Specific Indicators of Compromise (IoCs):

• Unusual number of HTTP status codes indicating server overload (e.g., HTTP 503 Service Unavailable).

• High frequency of incomplete or partial HTTP requests.

• Elevated database or backend server response times correlated with specific endpoints or request patterns.

• Repeated requests originating from suspicious IP addresses or known malicious infrastructure.

Why it is Important to Detect This Technique

Early detection of Application Exhaustion Floods is crucial due to their significant impact on organizational operations and infrastructure availability. Possible impacts include:

• Service Downtime:

  • Prolonged outages can severely impact customer satisfaction, revenue, and organizational reputation.

• Resource Depletion and Performance Degradation:

  • Excessive resource consumption can lead to cascading failures across dependent services or infrastructure components.

• Financial and Operational Costs:

  • Organizations incur costs associated with emergency remediation efforts, infrastructure scaling, and potential regulatory fines.

• Security Posture Weakening:

  • Attackers may leverage exhaustion floods to distract security teams, facilitating other malicious activities such as data breaches or unauthorized access.

Early detection enables organizations to:

• Rapidly initiate mitigation and remediation measures, minimizing downtime and operational disruption.

• Strengthen overall security posture by identifying and addressing vulnerabilities exploited by attackers.

• Reduce financial losses and protect organizational reputation by maintaining service availability and reliability.

Examples

Real-world examples of Application Exhaustion Flood (T1499.003) include:

• Slowloris Attack Against Iranian Government Websites (2009):

  • Attackers utilized the Slowloris tool to maintain multiple incomplete HTTP connections, exhausting available connection pools on targeted Iranian government servers.

  • Resulted in prolonged downtime and reduced availability of government web services.

• Operation Ababil DDoS Attacks on Financial Institutions (2012-2013):

  • Attackers launched sustained application-layer DDoS attacks against major financial institutions, sending resource-intensive HTTPS requests.

  • Attackers employed botnets and custom scripts to flood banking web applications, causing significant disruption to online banking services and customer access.

• Mirai Botnet HTTP Floods (2016 onwards):

  • Mirai malware-infected IoT devices generated massive HTTP floods targeting application-layer resources, overwhelming web servers and causing outages.

  • High-profile targets included online gaming platforms, hosting providers, and DNS providers, resulting in substantial operational disruption and financial losses.

Tools commonly used in Application Exhaustion Flood attacks:

• Slowloris: Tool designed to open multiple slow HTTP connections, exhausting server connection pools.

• LOIC (Low Orbit Ion Cannon): Popular tool among hacktivists to generate high-volume HTTP requests aimed at overwhelming web servers.

• HOIC (High Orbit Ion Cannon): Advanced version of LOIC, capable of generating more complex and resource-intensive HTTP floods.

• Custom scripts and botnets: Attackers frequently leverage custom-developed scripts or commandeer botnets to amplify attack volume and complexity.

Impacts observed from these examples:

• Significant service downtime and customer dissatisfaction.

• Financial losses due to operational disruption and remediation efforts.

• Damage to organizational reputation and trust among customers and stakeholders.

**What to do**
[a] List the headings the text on Application Exhaustion Floods gives as possible impacts under "Possible impacts include".
[b] Decide whether each statement agrees with the text on Application Exhaustion Floods, answering yes or no and quoting the words that settle it: (i) HOIC is an advanced version of LOIC. (ii) The Slowloris attack against Iranian government websites took place in 2012. (iii) DNS providers were among the high-profile targets of Mirai botnet HTTP floods.

**Data section**
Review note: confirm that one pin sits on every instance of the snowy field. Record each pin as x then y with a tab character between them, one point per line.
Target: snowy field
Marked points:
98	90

**Results in order**
[a]
- Service Downtime
- Resource Depletion and Performance Degradation
- Financial and Operational Costs
- Security Posture Weakening

[b]
(i) Yes: "HOIC (High Orbit Ion Cannon): Advanced version of LOIC"
(ii) No: "Slowloris Attack Against Iranian Government Websites (2009)"
(iii) Yes: "High-profile targets included online gaming platforms, hosting providers, and DNS providers"